Retype the data below, every word of it, exactly.
_ _ _ _ _ _ _
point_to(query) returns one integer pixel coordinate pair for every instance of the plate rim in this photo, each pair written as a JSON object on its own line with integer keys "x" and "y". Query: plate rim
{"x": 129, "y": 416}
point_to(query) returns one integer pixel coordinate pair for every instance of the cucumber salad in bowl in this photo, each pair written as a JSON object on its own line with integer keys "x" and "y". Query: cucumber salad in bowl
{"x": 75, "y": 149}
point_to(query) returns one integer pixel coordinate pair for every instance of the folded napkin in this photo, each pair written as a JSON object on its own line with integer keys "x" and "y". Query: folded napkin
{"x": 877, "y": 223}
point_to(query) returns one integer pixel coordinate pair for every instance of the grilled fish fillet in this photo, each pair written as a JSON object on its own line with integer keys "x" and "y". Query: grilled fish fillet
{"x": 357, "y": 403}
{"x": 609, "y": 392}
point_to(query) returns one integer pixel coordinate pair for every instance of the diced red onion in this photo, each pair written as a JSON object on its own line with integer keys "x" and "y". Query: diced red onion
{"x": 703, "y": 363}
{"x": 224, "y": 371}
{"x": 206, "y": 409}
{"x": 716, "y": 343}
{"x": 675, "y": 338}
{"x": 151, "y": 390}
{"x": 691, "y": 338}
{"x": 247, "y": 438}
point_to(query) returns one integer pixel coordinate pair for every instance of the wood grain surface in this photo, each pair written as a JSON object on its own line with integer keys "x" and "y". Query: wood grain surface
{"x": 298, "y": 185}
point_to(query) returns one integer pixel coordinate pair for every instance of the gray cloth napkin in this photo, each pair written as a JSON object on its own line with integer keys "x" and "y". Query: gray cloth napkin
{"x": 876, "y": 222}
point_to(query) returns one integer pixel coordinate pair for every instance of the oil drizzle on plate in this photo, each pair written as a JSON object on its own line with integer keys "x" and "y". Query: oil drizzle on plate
_ _ _ _ _ _ _
TASK SOLUTION.
point_to(query) returns one integer pixel coordinate pair for every instance of the plate rim in this photo, each pair written as a JSON object on its own line with integer keys "x" and "y". Query: plate rim
{"x": 129, "y": 416}
point_to(query) returns one integer pixel coordinate pair for every instance of the cucumber salad in bowl in this photo, each pair written as a JSON object on its own line with integer keys "x" and "y". Query: cucumber salad in bowl
{"x": 75, "y": 149}
point_to(query) returns one integer pixel coordinate pair for every instance of the folded napkin in this photo, each pair written as a JSON object on its own line with integer keys "x" and "y". Query: folded napkin
{"x": 877, "y": 223}
point_to(query) returns one integer pixel coordinate pair for every instance of the grilled fish fillet in this photo, each pair written as a JSON object on its own line with integer keys "x" and "y". Query: grilled fish fillet
{"x": 357, "y": 403}
{"x": 609, "y": 392}
point_to(query) returns one integer pixel coordinate pair for every instance of the diced red onion in this photo, each pair written as a JSON object on its own line with integer keys "x" and "y". Query: diced red onion
{"x": 703, "y": 363}
{"x": 224, "y": 371}
{"x": 206, "y": 409}
{"x": 716, "y": 343}
{"x": 675, "y": 338}
{"x": 151, "y": 390}
{"x": 691, "y": 338}
{"x": 247, "y": 438}
point_to(query) returns one integer pixel coordinate pair for every instance of the wood grain surface in this photo, each pair written as a JSON object on its own line with integer keys "x" and "y". Query: wood grain surface
{"x": 298, "y": 185}
point_to(query) returns one integer pixel coordinate pair for every instance of the gray cloth napkin in this photo, each pair written as a JSON object on its own line with integer keys "x" and "y". Query: gray cloth napkin
{"x": 876, "y": 222}
point_to(query) returns one integer pixel coordinate pair for every instance of the oil drizzle on plate in this photo, each pair written as a JSON object on its own line with integer keys "x" and "y". Query: oil drizzle on plate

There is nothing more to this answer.